▸ AÇÃO NECESSÁRIA 1
No texto sobre a independência e a retomada da vida nas ruas, por que os meninos estão pulando no sofá?
▸ AÇÃO NECESSÁRIA 2
Prossiga com o texto sobre a independência e a retomada da vida nas ruas a partir do ponto em que ele termina.

A comemoração da independência do Brasil neste ano casa com a aceleração da retomada da vida lá fora. As cidades voltaram a bombar, as pessoas estão circulando como se não houvesse amanhã e o coronavírus está adorando a oportunidade de continuar quebrando recordes de mortes.
Não sou nenhum defensor da clausura. Sinto, com toda a família e amigos, os impactos aterradores de ficar tanto tempo em casa, mas esse retorno alucinado ao shopping, às praias e à rua, com metade das pessoas usando máscaras no queixo e mantendo distanciamento social de república de estudantes em quitinete, faz com que o grito de liberdade saia um tanto sufocado.
Estamos mais pobres, muito mais sensíveis, com as emoções cambaleantes e com os meninos alucinados pulando no sofá porque a escola não voltou a funcionar. Então, assim, meio sem planos e com uma mala de angústias, partimos para a rua em busca de sol, ar puro e alguma interação.

[Dados de localização de pontos]
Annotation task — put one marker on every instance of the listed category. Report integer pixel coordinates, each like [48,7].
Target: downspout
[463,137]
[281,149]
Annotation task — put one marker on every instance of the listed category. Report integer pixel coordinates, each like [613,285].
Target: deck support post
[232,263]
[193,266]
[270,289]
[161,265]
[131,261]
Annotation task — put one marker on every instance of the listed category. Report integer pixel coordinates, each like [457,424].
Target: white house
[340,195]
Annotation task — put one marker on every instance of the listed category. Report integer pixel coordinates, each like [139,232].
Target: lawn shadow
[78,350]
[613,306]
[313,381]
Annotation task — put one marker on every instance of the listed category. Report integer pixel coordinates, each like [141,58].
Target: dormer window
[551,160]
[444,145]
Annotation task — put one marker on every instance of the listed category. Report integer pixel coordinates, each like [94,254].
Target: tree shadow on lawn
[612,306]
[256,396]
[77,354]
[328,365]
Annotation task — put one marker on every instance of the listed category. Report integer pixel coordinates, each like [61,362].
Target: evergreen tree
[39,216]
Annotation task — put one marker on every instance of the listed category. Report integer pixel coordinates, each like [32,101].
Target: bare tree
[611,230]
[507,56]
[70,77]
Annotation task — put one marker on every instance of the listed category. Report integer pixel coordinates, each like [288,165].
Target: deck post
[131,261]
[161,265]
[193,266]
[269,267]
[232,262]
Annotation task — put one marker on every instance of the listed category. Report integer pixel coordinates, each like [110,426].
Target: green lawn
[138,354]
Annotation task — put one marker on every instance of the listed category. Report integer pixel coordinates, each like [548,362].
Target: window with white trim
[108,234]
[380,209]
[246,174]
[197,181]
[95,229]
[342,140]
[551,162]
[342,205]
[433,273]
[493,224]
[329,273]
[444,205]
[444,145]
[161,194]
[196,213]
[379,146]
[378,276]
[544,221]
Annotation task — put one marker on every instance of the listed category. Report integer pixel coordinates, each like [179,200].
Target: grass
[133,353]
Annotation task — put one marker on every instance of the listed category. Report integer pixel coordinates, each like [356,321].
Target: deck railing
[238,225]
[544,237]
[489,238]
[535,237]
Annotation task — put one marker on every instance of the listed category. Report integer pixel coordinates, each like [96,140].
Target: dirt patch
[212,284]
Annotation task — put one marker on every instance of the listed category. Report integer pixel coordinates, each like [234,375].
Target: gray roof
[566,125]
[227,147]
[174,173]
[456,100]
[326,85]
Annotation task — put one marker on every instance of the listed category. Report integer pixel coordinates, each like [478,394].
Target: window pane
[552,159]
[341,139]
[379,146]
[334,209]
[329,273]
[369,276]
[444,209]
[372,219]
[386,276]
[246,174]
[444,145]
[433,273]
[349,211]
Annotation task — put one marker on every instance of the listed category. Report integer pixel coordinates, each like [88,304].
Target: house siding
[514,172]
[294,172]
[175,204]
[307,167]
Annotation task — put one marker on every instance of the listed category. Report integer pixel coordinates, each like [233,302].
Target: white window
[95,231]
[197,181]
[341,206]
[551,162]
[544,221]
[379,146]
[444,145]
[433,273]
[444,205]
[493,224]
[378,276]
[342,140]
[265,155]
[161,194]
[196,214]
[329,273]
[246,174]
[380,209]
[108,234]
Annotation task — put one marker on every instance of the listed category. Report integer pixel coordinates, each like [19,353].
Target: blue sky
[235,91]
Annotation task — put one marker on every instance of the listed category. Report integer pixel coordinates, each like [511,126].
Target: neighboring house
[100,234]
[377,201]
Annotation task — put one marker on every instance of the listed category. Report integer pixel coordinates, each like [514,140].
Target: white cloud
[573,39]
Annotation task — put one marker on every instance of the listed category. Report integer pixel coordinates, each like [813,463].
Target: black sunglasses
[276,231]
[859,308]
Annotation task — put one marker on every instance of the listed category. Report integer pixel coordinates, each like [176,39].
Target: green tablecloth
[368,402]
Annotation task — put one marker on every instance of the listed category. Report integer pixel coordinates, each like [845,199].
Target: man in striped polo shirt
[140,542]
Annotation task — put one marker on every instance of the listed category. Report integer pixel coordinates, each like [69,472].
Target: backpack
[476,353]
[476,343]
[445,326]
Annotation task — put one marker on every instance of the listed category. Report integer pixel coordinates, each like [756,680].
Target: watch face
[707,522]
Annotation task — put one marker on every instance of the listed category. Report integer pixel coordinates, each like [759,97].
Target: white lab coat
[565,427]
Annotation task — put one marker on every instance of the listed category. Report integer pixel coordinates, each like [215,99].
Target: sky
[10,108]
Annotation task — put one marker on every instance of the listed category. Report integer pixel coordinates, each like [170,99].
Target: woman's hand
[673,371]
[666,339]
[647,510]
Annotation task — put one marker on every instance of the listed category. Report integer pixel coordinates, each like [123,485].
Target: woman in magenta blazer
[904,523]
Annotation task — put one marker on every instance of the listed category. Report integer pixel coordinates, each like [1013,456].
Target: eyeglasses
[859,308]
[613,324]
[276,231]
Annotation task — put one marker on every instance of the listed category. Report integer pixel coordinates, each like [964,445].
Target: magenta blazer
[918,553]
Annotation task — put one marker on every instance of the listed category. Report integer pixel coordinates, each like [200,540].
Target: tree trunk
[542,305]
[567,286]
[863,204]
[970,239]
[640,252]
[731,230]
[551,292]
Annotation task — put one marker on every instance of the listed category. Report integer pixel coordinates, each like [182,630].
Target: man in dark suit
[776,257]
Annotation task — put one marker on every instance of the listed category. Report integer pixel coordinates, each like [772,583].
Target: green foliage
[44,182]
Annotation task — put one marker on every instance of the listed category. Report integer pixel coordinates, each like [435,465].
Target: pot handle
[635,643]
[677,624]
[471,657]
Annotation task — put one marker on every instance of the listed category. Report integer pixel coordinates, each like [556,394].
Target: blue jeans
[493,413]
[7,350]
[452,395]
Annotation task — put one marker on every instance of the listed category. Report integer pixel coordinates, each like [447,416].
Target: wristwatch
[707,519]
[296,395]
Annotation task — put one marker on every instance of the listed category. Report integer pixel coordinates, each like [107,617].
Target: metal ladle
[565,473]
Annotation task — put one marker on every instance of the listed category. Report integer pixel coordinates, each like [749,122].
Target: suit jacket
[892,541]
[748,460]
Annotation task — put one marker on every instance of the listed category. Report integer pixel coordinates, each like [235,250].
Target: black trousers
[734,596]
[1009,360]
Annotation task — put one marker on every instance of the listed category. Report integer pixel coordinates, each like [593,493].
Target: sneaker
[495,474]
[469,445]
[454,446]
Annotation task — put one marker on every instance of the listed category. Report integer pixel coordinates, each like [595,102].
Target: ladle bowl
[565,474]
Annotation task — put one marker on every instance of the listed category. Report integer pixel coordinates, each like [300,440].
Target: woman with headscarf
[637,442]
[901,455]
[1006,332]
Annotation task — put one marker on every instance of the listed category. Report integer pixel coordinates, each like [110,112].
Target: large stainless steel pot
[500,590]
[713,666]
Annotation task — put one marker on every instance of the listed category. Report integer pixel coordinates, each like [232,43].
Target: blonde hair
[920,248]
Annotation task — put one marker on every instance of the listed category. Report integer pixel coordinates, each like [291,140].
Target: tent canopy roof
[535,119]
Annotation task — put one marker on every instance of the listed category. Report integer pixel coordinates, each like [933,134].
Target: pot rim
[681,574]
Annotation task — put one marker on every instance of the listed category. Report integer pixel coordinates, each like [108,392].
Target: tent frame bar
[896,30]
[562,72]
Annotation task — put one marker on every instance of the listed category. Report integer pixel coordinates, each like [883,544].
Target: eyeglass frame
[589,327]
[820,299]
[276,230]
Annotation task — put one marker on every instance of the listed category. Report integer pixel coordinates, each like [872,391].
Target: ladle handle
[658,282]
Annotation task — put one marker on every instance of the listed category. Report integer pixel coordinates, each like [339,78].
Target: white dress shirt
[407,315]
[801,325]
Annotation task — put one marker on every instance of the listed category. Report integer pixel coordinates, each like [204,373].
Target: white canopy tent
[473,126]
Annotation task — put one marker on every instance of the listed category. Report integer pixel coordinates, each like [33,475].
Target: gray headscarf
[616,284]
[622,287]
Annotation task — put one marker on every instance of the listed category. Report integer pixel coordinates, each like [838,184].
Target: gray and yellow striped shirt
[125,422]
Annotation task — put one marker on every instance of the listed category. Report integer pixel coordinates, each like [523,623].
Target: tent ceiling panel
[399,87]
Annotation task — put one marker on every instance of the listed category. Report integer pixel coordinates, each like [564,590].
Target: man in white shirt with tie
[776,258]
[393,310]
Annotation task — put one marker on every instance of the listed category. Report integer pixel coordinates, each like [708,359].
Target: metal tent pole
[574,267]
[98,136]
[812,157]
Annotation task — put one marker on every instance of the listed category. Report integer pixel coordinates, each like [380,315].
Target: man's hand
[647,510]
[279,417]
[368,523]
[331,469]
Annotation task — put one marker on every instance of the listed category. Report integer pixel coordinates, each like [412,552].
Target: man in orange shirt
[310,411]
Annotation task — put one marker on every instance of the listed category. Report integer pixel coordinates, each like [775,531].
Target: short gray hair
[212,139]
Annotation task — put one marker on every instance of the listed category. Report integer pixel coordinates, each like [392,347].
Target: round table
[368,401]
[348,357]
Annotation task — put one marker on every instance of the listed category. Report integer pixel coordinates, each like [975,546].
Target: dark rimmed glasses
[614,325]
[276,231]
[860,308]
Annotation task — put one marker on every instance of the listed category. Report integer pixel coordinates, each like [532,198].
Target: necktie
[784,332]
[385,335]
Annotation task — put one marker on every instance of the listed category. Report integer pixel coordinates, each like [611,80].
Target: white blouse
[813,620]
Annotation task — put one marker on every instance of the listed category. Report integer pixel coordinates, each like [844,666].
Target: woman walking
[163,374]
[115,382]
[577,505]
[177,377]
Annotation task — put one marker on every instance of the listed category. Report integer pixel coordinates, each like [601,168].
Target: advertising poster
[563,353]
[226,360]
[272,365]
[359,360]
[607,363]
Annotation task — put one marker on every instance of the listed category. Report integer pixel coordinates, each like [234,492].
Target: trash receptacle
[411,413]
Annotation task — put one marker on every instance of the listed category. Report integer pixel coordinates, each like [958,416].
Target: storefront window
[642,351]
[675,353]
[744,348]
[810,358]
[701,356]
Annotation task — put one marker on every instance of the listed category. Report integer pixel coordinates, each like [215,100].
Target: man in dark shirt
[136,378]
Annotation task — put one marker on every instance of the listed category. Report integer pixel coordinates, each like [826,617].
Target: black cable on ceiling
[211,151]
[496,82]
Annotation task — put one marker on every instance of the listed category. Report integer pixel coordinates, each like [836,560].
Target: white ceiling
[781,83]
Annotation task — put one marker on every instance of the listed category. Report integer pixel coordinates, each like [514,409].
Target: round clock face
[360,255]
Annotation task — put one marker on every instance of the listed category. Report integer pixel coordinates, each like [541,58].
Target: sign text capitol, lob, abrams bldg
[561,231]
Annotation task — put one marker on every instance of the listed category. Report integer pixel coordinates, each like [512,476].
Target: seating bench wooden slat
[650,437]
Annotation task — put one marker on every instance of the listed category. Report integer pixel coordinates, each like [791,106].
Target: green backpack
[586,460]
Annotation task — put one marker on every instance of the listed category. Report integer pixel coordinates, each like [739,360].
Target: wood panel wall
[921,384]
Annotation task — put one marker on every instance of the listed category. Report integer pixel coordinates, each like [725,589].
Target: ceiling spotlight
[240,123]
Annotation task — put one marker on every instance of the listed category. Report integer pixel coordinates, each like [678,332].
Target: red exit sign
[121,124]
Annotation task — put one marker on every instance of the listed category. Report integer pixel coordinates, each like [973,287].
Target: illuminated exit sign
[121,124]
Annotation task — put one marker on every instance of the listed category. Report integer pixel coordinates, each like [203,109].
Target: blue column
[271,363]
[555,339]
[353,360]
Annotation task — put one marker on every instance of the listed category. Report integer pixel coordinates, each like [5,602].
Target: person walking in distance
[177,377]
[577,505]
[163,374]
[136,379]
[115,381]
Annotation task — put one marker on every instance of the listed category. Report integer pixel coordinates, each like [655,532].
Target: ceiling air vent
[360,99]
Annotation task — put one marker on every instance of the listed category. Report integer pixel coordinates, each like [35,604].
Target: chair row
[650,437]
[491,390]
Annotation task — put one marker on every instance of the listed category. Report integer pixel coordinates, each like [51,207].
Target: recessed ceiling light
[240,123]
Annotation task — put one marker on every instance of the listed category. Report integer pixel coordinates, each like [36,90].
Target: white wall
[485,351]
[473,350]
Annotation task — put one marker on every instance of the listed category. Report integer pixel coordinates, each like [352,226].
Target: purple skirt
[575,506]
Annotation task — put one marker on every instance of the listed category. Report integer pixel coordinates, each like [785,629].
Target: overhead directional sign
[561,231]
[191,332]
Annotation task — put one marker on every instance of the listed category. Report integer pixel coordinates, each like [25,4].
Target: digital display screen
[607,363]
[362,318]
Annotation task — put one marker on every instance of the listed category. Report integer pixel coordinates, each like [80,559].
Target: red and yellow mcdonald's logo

▸ RESPOSTA ESPERADA 1
Porque a escola não voltou a funcionar.

▸ RESPOSTA ESPERADA 2
Sair de nossas cavernas sem compreender de fato como lidar com a luz, como enfrentar os monstros que brotaram em toda parte, pode ser uma experiência desastrosa. Não há álcool em gel que dê conta de esterilizar o afã de cumprimentar os amigos. Não há falatório suficiente para convencer as crianças a não rolarem de corpo e alma nos parquinhos da praça, do condomínio.
Antes de retomar tudo o que nos enche de saudade e de ausências, é muito necessário que retomemos aquelas sensações profundas de dúvida acerca do nível de proteção de nossos pais e dos nossos filhos e que, mesmo de forma acelerada, lembremos as imagens dessa pandemia, as dores que ela deixou e deixa e resgatemos aqueles pensamentos de que “a vida precisa ser bem melhor e será”.
Lições históricas só são aprendidas e consolidadas quando martelamos muito as suas passagens de maneira legítima. Em Berlim, os museus, os monumentos e até bares e comércios choram e resgatam os aprendizados do Holocausto diuturnamente.
Talvez, por isso, a nossa independência não provoque assim muito desejo de hastear bandeiras, de sair cantando o hino. Não sabemos se dom Pedro estava sobre um cavalão ou se era ele mesmo o bicho, não sabemos se resgatamos a autonomia sobre nosso destino ou se assinamos um financiamento eterno e não temos a menor ideia do que sejam ímpias falanges nem se elas, ao menos, estavam bem higienizadas com muita água e sabão.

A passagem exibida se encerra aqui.